SELECTED TEXT →
================
Archaeology, Anthropology, and Interstellar Communication is a 2014 collection of essays edited by Douglas Vakoch and published by NASA. The book is focused on the role that the humanities and social sciences, in particular anthropology and archaeology, play in the search for extraterrestrial intelligence. The seventeen essays explore issues such as the evolutionary and cultural prerequisites of interstellar civilizations communicating with one another; the difficulties of understanding signs and symbols developed by vastly different societies, whether terrestrial or extraterrestrial; and issues faced by new societies making first contact with one another.

Despite originally being scheduled for publication in June 2014, a PDF of Archaeology, Anthropology, and Interstellar Communication was accidentally released a month prior to the intended date and reviewed by Gizmodo. The significant positive response to the book inspired NASA to bring forward the e-book release, making it freely available on their website from May of that year.

Upon its release, Archaeology, Anthropology, and Interstellar Communication received widespread media coverage. In addition to generally positive reviews, the book was at the center of controversy regarding misinterpretation of one of its essays. A quote about ancient terrestrial stone carvings, stating that they "might have been made by aliens" for all that they were understood by modern anthropologists, was picked up by publications such as TheBlaze, The Huffington Post, and Artnet and misreported in headlines.
================
(Region labeling records)
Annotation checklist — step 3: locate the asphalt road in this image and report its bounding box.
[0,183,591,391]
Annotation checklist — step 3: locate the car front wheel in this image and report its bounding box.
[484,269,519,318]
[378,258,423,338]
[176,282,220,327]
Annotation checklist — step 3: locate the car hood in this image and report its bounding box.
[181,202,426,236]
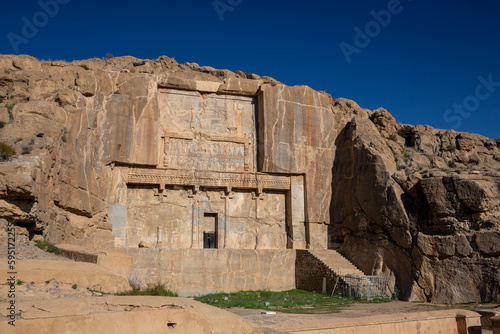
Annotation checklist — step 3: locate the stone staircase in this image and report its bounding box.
[309,249,365,277]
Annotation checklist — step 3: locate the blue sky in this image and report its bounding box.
[0,0,500,138]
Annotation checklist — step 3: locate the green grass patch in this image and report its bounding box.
[195,289,389,313]
[117,283,179,297]
[35,240,61,254]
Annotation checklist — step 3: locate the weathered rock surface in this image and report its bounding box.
[0,55,500,302]
[0,260,131,293]
[0,296,263,334]
[330,104,500,303]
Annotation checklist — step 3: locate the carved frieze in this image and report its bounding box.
[127,168,290,193]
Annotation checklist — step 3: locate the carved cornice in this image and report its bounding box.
[126,168,290,190]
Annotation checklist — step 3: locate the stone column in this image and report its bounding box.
[287,175,307,249]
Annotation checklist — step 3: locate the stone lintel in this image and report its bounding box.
[127,168,290,190]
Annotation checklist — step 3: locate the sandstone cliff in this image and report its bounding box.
[0,55,500,302]
[330,102,500,303]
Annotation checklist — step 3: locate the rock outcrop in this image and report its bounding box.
[330,103,500,303]
[0,55,500,303]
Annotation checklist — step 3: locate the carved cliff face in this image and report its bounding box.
[0,56,333,249]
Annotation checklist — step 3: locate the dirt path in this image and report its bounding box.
[228,301,500,334]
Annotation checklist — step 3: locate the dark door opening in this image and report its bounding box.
[203,213,217,248]
[203,232,217,248]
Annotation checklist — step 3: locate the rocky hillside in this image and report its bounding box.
[330,100,500,303]
[0,55,500,303]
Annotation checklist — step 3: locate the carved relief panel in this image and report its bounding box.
[158,89,256,172]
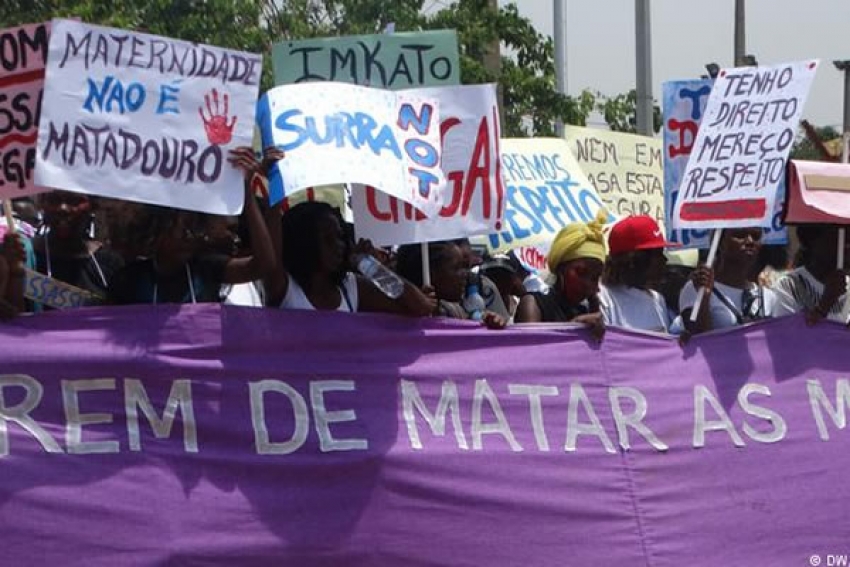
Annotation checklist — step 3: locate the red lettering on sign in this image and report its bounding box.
[679,199,767,221]
[493,107,505,230]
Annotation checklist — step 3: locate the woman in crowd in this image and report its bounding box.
[599,215,671,333]
[265,201,434,316]
[0,233,26,319]
[481,254,525,321]
[514,212,607,339]
[33,191,124,299]
[396,241,507,329]
[655,248,699,321]
[110,147,274,305]
[775,225,850,323]
[679,228,778,334]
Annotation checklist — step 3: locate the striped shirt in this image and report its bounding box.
[774,267,850,323]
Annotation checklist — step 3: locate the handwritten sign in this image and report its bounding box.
[0,23,50,198]
[272,30,460,90]
[24,269,104,309]
[514,246,549,274]
[662,79,788,248]
[258,79,446,214]
[488,138,603,252]
[564,126,664,226]
[671,61,818,228]
[351,85,505,246]
[35,20,262,214]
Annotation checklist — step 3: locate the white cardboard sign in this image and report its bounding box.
[672,61,818,229]
[35,20,262,215]
[257,83,445,214]
[351,85,505,246]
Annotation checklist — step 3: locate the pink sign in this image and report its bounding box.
[786,160,850,224]
[0,23,50,198]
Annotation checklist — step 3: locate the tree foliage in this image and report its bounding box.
[597,89,663,134]
[791,126,841,161]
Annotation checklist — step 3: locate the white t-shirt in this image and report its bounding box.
[280,272,358,313]
[599,285,670,333]
[679,281,779,329]
[221,282,264,307]
[774,268,850,323]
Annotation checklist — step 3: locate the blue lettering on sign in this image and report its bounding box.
[156,79,183,114]
[83,75,147,114]
[489,173,613,248]
[274,109,402,159]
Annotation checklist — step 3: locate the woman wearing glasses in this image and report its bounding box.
[679,228,778,333]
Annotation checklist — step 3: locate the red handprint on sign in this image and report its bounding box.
[198,89,236,146]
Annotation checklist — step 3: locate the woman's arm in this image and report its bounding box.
[357,275,437,317]
[514,294,543,323]
[223,147,282,290]
[679,266,714,335]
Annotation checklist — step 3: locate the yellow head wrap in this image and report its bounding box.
[547,209,608,273]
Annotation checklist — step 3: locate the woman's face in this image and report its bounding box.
[156,213,204,263]
[41,191,91,238]
[319,214,345,274]
[431,244,469,302]
[721,228,761,265]
[558,258,604,305]
[643,248,667,287]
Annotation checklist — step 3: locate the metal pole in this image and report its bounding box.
[735,0,747,67]
[635,0,655,136]
[484,0,505,126]
[553,0,567,138]
[843,66,850,136]
[835,61,850,270]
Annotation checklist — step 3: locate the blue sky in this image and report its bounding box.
[500,0,850,127]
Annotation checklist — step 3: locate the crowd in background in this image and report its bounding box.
[0,148,850,339]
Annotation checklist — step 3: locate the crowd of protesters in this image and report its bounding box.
[0,148,850,339]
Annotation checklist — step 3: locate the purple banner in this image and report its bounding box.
[0,305,850,567]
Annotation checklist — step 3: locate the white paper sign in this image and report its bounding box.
[672,61,818,229]
[258,83,446,214]
[488,138,613,252]
[35,20,262,215]
[351,85,505,246]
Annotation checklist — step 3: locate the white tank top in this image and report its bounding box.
[280,272,357,313]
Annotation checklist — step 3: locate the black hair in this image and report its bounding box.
[794,224,836,266]
[602,250,655,287]
[396,240,458,287]
[130,205,205,255]
[280,201,351,292]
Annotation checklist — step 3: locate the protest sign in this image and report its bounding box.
[564,126,664,226]
[671,61,818,229]
[351,85,505,246]
[272,30,460,90]
[24,269,104,309]
[35,20,262,214]
[257,83,446,214]
[0,23,50,198]
[488,138,603,252]
[0,304,850,567]
[662,79,788,248]
[787,160,850,225]
[514,246,549,274]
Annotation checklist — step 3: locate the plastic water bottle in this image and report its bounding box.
[357,254,404,299]
[463,283,487,321]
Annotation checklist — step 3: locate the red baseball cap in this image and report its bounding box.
[608,215,679,254]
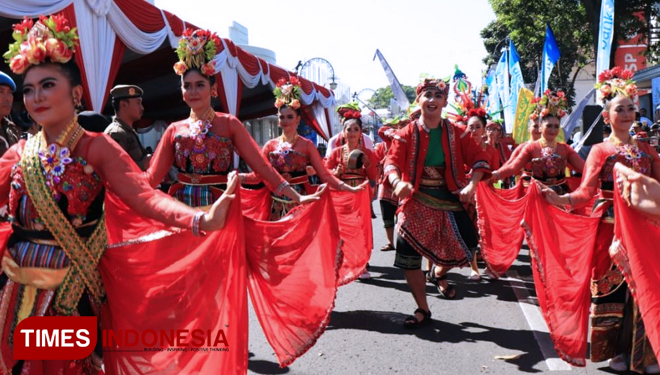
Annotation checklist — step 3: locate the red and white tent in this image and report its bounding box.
[0,0,336,139]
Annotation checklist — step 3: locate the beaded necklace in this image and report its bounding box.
[39,116,85,186]
[608,133,642,172]
[188,107,215,141]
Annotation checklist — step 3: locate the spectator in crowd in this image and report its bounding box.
[0,72,22,155]
[105,85,151,170]
[639,108,653,130]
[78,111,110,133]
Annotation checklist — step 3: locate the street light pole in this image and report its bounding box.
[294,57,337,90]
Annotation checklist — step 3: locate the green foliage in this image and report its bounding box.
[481,0,660,106]
[367,85,416,109]
[481,0,594,108]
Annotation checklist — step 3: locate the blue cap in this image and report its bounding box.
[0,72,16,92]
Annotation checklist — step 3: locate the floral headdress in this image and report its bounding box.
[486,118,504,131]
[273,76,301,109]
[174,29,222,77]
[596,66,637,101]
[416,78,449,96]
[529,90,568,120]
[3,14,78,74]
[447,65,490,123]
[337,102,362,123]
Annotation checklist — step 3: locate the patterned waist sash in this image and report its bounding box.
[536,177,566,187]
[413,191,464,211]
[21,136,107,315]
[177,173,227,186]
[419,167,447,189]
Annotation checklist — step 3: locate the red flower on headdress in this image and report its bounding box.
[52,14,71,33]
[13,17,34,34]
[596,66,637,100]
[3,14,78,74]
[466,108,487,121]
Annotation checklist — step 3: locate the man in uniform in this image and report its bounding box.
[0,72,21,156]
[105,85,151,170]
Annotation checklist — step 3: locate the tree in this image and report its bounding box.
[481,0,660,106]
[367,85,416,109]
[580,0,660,63]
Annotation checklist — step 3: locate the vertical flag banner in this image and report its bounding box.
[373,49,410,111]
[507,40,525,137]
[651,77,660,117]
[513,87,536,144]
[495,51,511,128]
[540,25,561,94]
[486,68,500,113]
[596,0,614,79]
[561,88,596,136]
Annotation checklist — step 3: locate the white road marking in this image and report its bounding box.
[500,271,572,371]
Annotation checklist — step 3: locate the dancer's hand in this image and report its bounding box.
[614,163,660,216]
[538,182,568,206]
[332,164,344,177]
[339,181,369,194]
[394,180,413,199]
[458,181,477,203]
[199,172,238,232]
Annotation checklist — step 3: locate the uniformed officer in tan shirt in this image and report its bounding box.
[105,85,151,170]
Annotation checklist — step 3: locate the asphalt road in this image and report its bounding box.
[248,204,624,375]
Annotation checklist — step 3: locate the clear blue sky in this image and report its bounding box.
[155,0,495,97]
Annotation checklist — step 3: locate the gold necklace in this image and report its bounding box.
[190,107,215,122]
[608,133,637,147]
[41,115,85,151]
[280,133,299,147]
[539,137,557,148]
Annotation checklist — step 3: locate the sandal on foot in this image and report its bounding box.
[427,264,456,299]
[380,243,396,251]
[436,276,456,299]
[403,308,431,329]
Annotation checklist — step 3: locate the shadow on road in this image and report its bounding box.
[248,353,289,375]
[359,266,536,302]
[327,310,558,373]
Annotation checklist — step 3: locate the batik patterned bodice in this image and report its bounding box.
[174,131,234,174]
[530,147,566,181]
[268,142,309,174]
[9,157,104,230]
[600,145,653,190]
================
OBJECTIVE → Print the passage of the book article between "Despite originally being" and "of that year.", inclusive.

RESPONSE TO THE TASK →
Despite originally being scheduled for publication in June 2014, a PDF of Archaeology, Anthropology, and Interstellar Communication was accidentally released a month prior to the intended date and reviewed by Gizmodo. The significant positive response to the book inspired NASA to bring forward the e-book release, making it freely available on their website from May of that year.